EXERCISE OBJECTIVE: Scan the entries below. Report each line where the string "throw" occurs.

SUPPLIED DATA:
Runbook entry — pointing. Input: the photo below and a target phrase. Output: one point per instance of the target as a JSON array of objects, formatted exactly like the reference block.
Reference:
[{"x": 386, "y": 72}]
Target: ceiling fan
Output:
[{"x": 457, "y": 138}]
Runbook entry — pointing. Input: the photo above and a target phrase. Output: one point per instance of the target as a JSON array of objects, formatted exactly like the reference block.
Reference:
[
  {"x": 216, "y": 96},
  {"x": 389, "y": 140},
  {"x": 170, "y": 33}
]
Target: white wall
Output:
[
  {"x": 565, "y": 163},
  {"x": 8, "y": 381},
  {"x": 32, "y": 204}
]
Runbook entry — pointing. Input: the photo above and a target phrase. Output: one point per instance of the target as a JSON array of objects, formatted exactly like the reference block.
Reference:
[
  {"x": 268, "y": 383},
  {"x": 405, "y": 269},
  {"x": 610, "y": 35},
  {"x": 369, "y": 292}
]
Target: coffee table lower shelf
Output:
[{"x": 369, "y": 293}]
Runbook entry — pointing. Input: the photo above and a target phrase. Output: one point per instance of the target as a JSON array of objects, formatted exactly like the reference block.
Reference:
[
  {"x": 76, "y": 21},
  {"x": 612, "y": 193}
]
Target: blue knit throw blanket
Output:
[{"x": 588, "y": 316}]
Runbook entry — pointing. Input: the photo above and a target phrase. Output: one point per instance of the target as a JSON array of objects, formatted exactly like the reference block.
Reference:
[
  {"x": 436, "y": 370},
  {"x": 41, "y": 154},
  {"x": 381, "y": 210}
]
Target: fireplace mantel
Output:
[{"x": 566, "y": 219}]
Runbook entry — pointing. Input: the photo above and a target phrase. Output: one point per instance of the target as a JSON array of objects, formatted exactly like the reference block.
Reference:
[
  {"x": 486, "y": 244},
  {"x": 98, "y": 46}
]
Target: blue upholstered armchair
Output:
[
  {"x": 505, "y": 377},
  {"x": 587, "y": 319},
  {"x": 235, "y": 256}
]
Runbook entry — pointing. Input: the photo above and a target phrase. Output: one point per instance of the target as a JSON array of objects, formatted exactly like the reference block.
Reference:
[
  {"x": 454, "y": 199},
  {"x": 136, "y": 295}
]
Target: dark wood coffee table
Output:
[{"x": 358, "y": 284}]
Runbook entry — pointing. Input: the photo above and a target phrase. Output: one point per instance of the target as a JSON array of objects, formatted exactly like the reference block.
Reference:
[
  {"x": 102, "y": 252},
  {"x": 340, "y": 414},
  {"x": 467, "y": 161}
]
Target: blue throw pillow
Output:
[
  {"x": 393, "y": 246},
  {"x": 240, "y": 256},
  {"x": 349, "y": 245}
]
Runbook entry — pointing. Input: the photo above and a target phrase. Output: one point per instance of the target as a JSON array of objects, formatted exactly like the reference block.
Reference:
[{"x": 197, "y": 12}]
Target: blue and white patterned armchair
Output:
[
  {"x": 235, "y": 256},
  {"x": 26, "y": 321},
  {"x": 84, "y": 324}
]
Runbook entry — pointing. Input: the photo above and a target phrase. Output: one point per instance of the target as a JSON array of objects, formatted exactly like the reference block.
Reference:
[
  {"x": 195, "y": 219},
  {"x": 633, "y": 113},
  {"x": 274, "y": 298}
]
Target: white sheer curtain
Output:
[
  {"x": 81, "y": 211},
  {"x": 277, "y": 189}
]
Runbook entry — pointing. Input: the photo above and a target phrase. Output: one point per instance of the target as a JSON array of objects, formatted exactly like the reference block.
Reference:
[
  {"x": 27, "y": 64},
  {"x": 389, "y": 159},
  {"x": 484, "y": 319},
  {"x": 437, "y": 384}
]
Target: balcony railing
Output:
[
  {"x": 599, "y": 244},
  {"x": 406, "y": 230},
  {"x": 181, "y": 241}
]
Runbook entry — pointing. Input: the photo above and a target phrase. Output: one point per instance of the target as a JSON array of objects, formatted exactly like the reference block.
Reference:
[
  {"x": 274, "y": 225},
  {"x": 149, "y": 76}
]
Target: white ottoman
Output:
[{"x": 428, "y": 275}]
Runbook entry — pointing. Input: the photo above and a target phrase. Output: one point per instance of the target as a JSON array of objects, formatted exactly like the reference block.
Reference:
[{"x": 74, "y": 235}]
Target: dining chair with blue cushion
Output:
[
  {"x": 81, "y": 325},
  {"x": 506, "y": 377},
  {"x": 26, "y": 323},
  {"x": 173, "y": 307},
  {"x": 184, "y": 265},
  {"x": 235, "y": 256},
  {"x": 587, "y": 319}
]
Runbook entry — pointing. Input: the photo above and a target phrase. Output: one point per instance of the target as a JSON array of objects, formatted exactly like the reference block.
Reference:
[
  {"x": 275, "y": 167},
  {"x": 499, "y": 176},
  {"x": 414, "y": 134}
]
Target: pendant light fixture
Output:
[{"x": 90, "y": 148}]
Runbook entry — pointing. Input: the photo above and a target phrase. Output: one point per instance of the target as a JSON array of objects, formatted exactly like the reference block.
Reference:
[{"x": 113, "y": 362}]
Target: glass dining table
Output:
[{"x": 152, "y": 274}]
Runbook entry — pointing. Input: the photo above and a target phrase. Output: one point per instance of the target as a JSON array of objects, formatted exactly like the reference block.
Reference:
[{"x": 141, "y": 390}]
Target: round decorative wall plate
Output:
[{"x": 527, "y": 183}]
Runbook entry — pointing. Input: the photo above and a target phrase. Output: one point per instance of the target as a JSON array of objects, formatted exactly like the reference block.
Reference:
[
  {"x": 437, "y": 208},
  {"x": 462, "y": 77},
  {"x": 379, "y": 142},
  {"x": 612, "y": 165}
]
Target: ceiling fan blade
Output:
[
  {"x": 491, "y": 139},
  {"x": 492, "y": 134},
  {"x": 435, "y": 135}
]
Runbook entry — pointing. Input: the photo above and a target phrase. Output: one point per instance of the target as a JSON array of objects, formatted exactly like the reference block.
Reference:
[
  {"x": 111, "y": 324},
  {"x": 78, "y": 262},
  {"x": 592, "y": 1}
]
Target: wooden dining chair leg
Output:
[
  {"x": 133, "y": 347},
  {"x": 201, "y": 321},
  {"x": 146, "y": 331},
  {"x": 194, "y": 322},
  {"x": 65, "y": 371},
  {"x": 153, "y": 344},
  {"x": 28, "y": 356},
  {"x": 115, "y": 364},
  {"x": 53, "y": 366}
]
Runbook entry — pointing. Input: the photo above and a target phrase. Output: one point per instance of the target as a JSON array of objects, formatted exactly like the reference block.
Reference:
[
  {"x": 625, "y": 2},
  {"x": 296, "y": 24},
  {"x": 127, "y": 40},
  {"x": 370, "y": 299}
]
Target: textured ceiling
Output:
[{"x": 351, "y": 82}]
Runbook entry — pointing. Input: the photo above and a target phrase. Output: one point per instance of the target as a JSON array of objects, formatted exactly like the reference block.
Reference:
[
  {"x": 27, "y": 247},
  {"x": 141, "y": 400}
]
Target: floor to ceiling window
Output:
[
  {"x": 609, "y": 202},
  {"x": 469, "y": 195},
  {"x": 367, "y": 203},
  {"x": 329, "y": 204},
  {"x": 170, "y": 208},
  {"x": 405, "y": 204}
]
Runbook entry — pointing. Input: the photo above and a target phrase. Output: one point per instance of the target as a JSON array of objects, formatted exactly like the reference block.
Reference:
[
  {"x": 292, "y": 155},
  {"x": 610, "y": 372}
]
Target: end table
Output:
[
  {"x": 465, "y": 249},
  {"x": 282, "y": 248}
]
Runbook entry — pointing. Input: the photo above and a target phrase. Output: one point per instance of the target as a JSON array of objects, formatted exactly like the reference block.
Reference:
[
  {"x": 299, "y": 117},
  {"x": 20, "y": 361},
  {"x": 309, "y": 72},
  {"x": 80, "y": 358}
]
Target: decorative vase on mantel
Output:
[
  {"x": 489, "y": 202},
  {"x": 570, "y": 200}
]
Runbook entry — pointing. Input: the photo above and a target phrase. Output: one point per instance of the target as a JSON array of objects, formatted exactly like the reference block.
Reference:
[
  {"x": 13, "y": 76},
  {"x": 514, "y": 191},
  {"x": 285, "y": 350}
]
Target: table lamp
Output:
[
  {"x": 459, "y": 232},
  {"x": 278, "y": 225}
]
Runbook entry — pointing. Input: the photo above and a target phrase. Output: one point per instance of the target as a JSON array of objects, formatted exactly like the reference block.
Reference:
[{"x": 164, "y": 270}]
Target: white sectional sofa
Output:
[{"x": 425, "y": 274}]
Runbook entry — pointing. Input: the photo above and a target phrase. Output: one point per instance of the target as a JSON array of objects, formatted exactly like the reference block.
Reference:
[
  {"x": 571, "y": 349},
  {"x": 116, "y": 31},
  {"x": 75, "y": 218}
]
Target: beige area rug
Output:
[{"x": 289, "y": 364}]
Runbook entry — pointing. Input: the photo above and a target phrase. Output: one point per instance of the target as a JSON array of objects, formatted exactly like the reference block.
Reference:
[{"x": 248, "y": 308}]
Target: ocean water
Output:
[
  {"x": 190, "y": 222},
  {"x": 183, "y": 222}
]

OUTPUT FOR THIS EXERCISE:
Target: blue knit throw blanket
Target: blue throw pillow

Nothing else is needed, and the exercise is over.